PROBLEM STATEMENT:
Find every line in the records below that contains "tally", and copy it.

RECORD EXTRACTS:
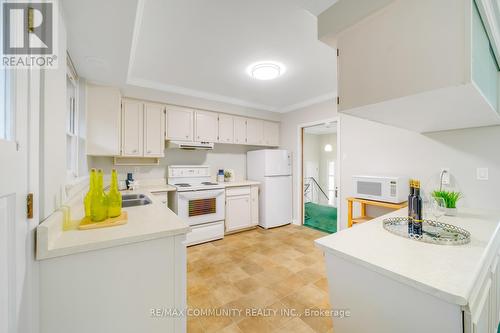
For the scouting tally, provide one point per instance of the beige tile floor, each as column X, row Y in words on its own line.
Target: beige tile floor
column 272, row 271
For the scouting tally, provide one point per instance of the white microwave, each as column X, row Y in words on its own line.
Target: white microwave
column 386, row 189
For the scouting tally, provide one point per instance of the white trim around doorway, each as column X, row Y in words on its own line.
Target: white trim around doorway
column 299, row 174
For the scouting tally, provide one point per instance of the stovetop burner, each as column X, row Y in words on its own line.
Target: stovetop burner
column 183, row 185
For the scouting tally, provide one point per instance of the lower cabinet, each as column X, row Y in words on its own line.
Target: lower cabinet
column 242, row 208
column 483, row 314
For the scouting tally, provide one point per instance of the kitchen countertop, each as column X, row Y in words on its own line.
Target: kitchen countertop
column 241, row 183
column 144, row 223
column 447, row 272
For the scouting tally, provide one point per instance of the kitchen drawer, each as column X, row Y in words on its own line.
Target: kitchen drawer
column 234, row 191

==

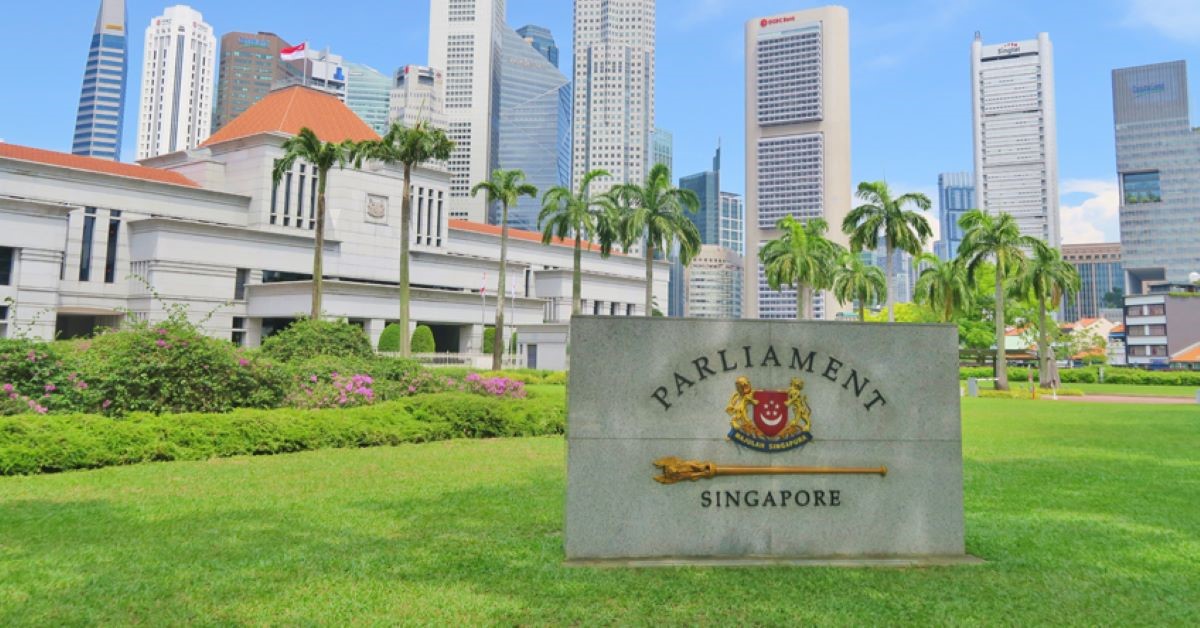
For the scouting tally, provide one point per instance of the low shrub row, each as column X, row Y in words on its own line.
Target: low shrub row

ANSWER FOR THE TASK:
For the scouting tally, provide one point per instance of the beige tile floor, each as column X, row Y in words on its own line.
For the scouting tally, provide one point per instance of the white microwave, each as column X, row Y in words on its own line.
For the scouting tally, provide one point per instance of the white trim around doorway, each as column X, row Y in words on its own line.
For the scouting tally, provide one point per instance of the stovetop burner, each as column X, row Y in words on its own line.
For the scouting tally, provide one point per instance of the lower cabinet, each as column X, row Y in words on its own line.
For the scouting tally, provide one point per instance of the kitchen countertop, each as column X, row Y in words on its own line.
For the scouting tally, provide one point per instance of the kitchen drawer, each as column X, row Y in words on its own line.
For the scouting tally, provide one point per instance of the low shrub row, each as column X, row Y in words on its own line.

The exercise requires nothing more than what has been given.